What to produce
Count the lines below that contain the word "grass", and reply with that number alone.

Labeled region records
---------------

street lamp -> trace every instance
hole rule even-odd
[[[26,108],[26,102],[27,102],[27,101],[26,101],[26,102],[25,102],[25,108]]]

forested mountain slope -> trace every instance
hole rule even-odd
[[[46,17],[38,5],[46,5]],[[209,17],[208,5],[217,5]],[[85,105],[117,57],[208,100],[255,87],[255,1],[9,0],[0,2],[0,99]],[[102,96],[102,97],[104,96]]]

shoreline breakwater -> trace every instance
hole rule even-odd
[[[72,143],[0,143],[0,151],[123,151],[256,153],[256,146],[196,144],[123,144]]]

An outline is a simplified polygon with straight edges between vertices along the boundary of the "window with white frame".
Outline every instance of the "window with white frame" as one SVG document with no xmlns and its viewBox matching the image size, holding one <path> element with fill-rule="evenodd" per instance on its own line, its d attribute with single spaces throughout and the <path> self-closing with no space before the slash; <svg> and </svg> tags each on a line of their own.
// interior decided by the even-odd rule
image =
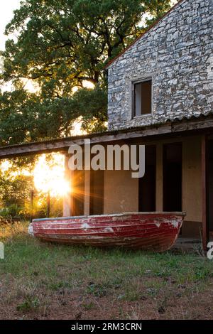
<svg viewBox="0 0 213 334">
<path fill-rule="evenodd" d="M 152 80 L 133 83 L 133 116 L 146 115 L 152 112 Z"/>
</svg>

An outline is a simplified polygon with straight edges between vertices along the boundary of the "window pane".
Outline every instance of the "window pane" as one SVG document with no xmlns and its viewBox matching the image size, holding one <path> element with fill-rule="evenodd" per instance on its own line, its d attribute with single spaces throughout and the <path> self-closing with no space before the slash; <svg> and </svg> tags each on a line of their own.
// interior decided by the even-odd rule
<svg viewBox="0 0 213 334">
<path fill-rule="evenodd" d="M 141 82 L 141 114 L 151 114 L 152 110 L 152 82 Z"/>
<path fill-rule="evenodd" d="M 134 116 L 141 115 L 141 84 L 134 85 Z"/>
<path fill-rule="evenodd" d="M 152 81 L 134 85 L 133 116 L 151 114 L 152 109 Z"/>
</svg>

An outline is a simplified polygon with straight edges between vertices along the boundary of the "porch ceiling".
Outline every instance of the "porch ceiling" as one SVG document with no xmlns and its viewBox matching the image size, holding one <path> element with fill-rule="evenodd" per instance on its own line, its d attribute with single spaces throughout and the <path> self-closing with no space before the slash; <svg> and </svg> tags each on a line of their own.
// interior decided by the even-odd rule
<svg viewBox="0 0 213 334">
<path fill-rule="evenodd" d="M 54 151 L 65 152 L 70 145 L 82 145 L 84 139 L 90 139 L 91 144 L 129 141 L 143 139 L 146 142 L 159 137 L 171 137 L 182 135 L 195 135 L 205 133 L 213 134 L 213 114 L 199 117 L 185 118 L 181 120 L 168 121 L 163 124 L 130 128 L 103 133 L 76 136 L 45 141 L 37 141 L 0 147 L 0 159 L 30 154 L 40 154 Z"/>
</svg>

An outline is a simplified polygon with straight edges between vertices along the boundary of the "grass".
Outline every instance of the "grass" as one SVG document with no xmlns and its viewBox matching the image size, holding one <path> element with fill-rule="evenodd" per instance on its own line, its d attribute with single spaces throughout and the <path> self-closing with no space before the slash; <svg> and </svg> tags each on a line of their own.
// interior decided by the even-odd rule
<svg viewBox="0 0 213 334">
<path fill-rule="evenodd" d="M 213 317 L 213 262 L 196 254 L 42 243 L 27 223 L 0 227 L 0 241 L 1 318 Z"/>
</svg>

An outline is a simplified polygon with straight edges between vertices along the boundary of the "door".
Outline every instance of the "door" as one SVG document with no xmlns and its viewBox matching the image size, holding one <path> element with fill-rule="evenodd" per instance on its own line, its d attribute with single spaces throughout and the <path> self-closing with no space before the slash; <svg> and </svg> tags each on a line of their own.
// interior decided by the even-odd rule
<svg viewBox="0 0 213 334">
<path fill-rule="evenodd" d="M 139 211 L 155 211 L 156 147 L 145 148 L 145 175 L 139 178 Z"/>
<path fill-rule="evenodd" d="M 182 143 L 163 146 L 163 210 L 182 211 Z"/>
</svg>

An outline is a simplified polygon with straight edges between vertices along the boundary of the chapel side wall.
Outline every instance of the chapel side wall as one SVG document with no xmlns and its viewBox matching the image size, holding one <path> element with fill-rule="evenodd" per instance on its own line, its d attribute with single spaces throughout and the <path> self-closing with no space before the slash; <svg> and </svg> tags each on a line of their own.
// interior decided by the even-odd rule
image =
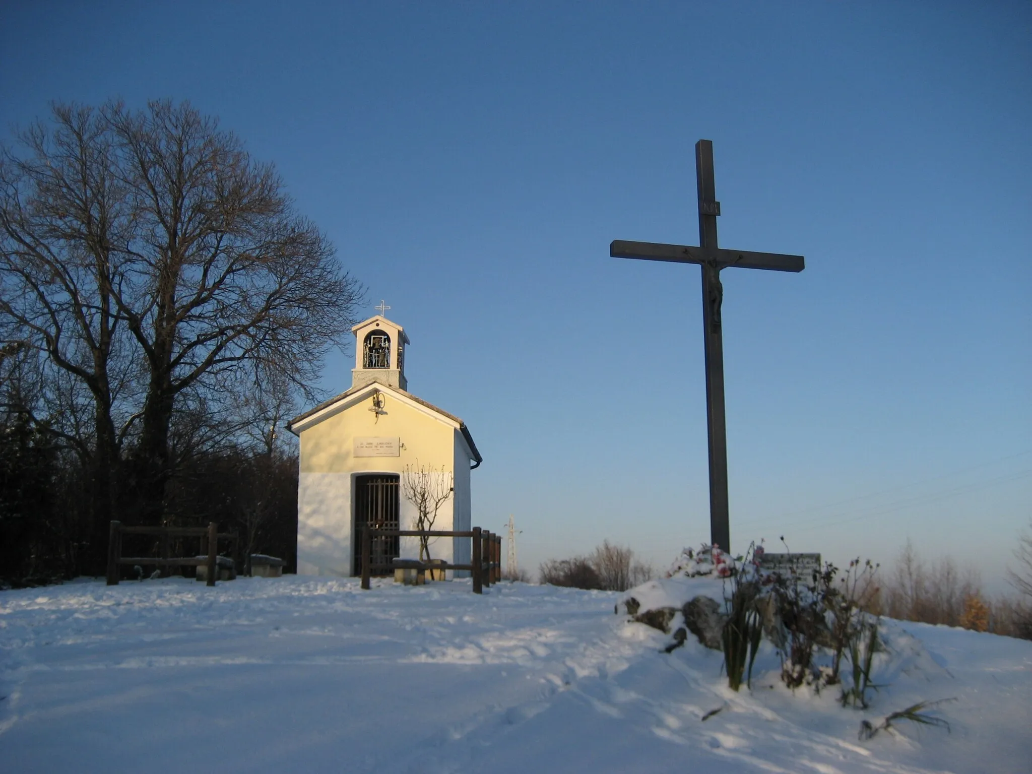
<svg viewBox="0 0 1032 774">
<path fill-rule="evenodd" d="M 470 490 L 470 455 L 466 453 L 465 439 L 462 438 L 460 430 L 454 430 L 454 438 L 452 441 L 454 449 L 454 459 L 452 464 L 455 471 L 454 486 L 455 491 L 452 497 L 455 509 L 455 529 L 472 529 L 473 528 L 473 511 L 471 509 L 471 490 Z M 453 540 L 454 544 L 454 554 L 456 565 L 469 565 L 473 561 L 473 555 L 471 553 L 471 542 L 469 538 L 455 538 Z M 465 577 L 470 575 L 469 572 L 456 571 L 456 576 Z"/>
<path fill-rule="evenodd" d="M 300 433 L 300 475 L 298 481 L 297 572 L 304 575 L 350 576 L 354 573 L 352 509 L 355 477 L 362 474 L 405 475 L 407 464 L 429 465 L 438 472 L 453 471 L 453 427 L 434 419 L 390 394 L 384 411 L 368 411 L 372 401 L 362 400 L 327 417 Z M 355 457 L 356 437 L 397 437 L 397 457 Z M 436 529 L 451 529 L 450 498 L 438 516 Z M 414 528 L 417 510 L 398 493 L 401 528 Z M 430 546 L 434 558 L 454 560 L 452 541 L 437 539 Z M 416 538 L 402 538 L 400 553 L 419 555 Z"/>
<path fill-rule="evenodd" d="M 298 477 L 298 575 L 352 574 L 351 481 L 347 473 Z"/>
</svg>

---------------

Task result
2